Text for analysis.
□ □ □ □ □
On demand drug production soon
The prescription drug underneath that childproof cap is often the culmination of myriad complex chemical reactions choreographed in huge industrial facilities on several continents, across many months of time. The future, however, could look very different.
Patients could, one day, potentially obtain pills from a machine that is able to take raw materials and synthesize them into drugs in a matter of hours. What’s more, the products would not be one size fits all but a drug dose calibrated to each person’s needs based on factors like age, body weight and genetic variations that affect how one metabolizes and clears the drug as well as takes into account potential interactions with other medicines.
Now a team of chemical engineers at Massachusetts Institute of Technology has worked out production methods in one continuously flowing process from start to finish rather than the stops and starts of producing chemical components in batches, often at different locations. They hacked off the shelf equipment and developed new pumps, motors, heating elements and ultrasound to move particles around, creating a drug-producing process that is not only faster but also more precise, more efficient and cheaper than production methods now in use. Their work is detailed in this week’s Science.
□ □ □ □ □
Data items:

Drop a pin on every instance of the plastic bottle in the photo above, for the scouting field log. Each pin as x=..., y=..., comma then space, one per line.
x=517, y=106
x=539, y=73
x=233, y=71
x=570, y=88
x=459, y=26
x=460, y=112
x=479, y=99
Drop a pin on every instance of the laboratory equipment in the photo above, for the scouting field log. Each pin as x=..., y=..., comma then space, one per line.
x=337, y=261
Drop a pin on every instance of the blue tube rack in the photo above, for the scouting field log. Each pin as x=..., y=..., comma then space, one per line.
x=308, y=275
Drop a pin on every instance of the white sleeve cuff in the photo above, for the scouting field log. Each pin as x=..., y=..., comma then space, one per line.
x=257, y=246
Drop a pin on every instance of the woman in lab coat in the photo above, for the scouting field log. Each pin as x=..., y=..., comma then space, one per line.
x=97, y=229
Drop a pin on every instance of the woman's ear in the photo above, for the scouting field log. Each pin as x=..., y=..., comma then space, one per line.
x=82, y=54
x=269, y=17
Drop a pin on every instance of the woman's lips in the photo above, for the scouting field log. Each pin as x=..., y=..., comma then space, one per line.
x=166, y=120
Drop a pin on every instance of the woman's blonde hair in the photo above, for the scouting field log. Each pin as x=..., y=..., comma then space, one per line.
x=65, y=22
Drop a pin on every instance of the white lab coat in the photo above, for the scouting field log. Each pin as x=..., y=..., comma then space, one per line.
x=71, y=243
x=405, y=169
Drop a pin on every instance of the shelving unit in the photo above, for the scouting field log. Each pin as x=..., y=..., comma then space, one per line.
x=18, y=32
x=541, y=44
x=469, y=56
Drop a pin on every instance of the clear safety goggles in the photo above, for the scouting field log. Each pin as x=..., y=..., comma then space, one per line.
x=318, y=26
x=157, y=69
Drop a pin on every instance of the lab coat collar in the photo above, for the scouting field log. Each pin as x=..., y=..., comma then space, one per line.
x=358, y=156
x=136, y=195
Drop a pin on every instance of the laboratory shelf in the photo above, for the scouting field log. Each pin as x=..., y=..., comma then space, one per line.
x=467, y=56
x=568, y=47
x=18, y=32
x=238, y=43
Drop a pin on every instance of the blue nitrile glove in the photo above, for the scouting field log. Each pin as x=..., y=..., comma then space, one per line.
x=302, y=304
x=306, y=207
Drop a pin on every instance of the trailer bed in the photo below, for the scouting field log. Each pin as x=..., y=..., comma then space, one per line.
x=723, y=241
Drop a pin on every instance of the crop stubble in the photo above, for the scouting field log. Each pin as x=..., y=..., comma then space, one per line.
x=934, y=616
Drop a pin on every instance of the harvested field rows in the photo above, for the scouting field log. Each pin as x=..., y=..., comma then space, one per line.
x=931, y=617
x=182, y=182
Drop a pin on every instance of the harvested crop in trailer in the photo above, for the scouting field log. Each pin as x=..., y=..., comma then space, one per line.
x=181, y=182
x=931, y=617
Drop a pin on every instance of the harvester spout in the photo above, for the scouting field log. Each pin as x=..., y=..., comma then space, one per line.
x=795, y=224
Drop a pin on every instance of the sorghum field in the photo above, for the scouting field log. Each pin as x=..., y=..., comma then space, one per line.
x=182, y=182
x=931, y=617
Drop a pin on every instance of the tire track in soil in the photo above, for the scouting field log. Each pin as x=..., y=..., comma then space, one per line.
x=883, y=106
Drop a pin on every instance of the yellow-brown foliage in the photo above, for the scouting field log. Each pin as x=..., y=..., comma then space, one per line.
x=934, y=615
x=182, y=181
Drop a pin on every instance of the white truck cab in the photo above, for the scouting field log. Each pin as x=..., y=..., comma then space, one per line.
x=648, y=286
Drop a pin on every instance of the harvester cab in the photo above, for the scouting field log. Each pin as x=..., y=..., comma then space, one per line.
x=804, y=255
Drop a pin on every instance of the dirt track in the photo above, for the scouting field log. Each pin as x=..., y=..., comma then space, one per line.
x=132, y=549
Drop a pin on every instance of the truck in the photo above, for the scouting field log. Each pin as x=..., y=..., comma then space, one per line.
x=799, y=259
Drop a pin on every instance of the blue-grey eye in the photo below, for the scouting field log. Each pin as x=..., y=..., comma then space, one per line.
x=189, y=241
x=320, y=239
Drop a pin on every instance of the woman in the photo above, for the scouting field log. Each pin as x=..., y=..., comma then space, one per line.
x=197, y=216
□ □ □ □ □
Work instructions.
[A] List every quality in which the article on on-demand drug production says the MIT team's process improves on current production methods.
[B] Write the next part of the article on on-demand drug production, starting after its final sentence.

Answer set.
[A] Faster, more precise, more efficient, cheaper

[B]
The current version is a modular system where various elements of raw materials and sets of specialised reactors and processors can be plugged in to different sections of the assembly. “This theme of reconfigurable unit operations is a real landmark,” says Tyler McQuade, programme manager with the Defense Advanced Research Projects Agency (DARPA), the Pentagon’s chief sponsor of technological wizardry and innovation, which funded the development. Similarly, John Lewin, a pharmacist at Johns Hopkins University and a consultant to DARPA, who was not involved with the study but reviewed the work, calls it simply, “A paradigm shift in the way pharmaceuticals are made.”
Even at this early stage of development the synthesizer is able to produce four very different classes of drugs: generic versions of the antihistamine Benadryl, antianxiety drug Valium, antidepressant Prozac and lidocaine, a local anesthetic. At this point, the system is more than a proof-of-concept demonstration but not quite a prototype that is ready to go into production; there is still some tinkering to be done to expand its capacity to crank out different classes of drugs and wring out more efficiencies in the processes. “In many cases there was no precedent for doing the chemistry in a continuous system, we had to develop new chemistry to accomplish that,” says Timothy Jamison, one of the senior scientists on the M.I.T. project. They devised ways for more rapid and efficient heat transfer, a critical aspect of chemical reactions, “so you have much more precise temperature control in a reaction” than with traditional processes.